**TAREA REQUERIDA**
En el texto sobre la mediación, ¿cómo se titula el escrito en el que ya se había hablado de la dificultad de abordar la mediación desde un enfoque histórico-antropológico?

**TEXTO PARA LEER**
------------------------------------------------------------
De la teoría a las prácticas sociales

En «Breves apuntes sobre los antecedentes históricos de la mediación», ya hablábamos de la dificultad que entraña abordar la mediación desde un enfoque histórico-antropológico. No se trata, única y exclusivamente, de la escasa producción de estudios que versan sobre dicho enfoque (lo que hace aún más complicado llenar ese vacío que existe entre el desconocimiento de las distintas experiencias mediadoras acometidas en el pasado y su recién adquirido status jurídico), ni tampoco de la imposibilidad de establecer un único perfil de proto-mediación y mediador que justifique en esencia la mediación moderna, esa que ahora todos conocemos y que va ganando terreno en todas las ámbitos de las relaciones humanas. Debemos ser conscientes de que el problema también estriba en despejar cuestiones tan delicadas como, por ejemplo: definir qué situaciones pueden ser causa de conflicto según que sociedades y contextos históricos o por qué sólo en ciertos momentos, y no en otros, se ha producido una institucionalización de la figura del mediador y de la mediación de cara a facilitar una respuesta alternativa a la resolución de conflictos.
------------------------------------------------------------
**ENTRADAS LISTADAS**
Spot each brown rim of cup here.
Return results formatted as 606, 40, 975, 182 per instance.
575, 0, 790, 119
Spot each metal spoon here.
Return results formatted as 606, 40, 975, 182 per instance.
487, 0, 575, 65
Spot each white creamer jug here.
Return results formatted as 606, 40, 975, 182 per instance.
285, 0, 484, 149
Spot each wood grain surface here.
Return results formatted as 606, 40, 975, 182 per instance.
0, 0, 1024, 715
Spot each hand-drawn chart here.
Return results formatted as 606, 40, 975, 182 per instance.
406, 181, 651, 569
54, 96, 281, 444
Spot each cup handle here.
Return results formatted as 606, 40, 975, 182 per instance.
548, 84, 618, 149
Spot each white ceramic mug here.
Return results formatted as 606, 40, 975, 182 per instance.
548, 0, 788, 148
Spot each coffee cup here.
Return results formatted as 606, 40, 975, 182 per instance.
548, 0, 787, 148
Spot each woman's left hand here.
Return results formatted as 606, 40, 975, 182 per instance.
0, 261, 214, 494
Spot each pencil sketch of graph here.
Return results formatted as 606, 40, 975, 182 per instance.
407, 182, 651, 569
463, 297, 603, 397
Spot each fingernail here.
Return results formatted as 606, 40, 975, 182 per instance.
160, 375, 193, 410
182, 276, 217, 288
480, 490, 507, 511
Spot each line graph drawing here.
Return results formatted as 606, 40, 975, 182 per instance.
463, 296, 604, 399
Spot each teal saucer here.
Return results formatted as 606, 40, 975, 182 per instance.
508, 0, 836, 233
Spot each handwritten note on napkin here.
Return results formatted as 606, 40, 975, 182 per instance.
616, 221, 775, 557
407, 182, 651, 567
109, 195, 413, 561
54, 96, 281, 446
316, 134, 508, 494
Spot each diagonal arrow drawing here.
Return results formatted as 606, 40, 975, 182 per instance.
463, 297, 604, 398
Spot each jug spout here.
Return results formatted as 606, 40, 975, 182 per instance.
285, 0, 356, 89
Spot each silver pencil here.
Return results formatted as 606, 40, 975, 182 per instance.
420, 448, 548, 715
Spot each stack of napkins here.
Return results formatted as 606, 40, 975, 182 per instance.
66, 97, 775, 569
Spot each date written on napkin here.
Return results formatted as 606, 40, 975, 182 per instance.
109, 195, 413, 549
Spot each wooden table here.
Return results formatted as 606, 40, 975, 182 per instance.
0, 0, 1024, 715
------------------------------------------------------------
**RESPUESTA**
«Breves apuntes sobre los antecedentes históricos de la mediación».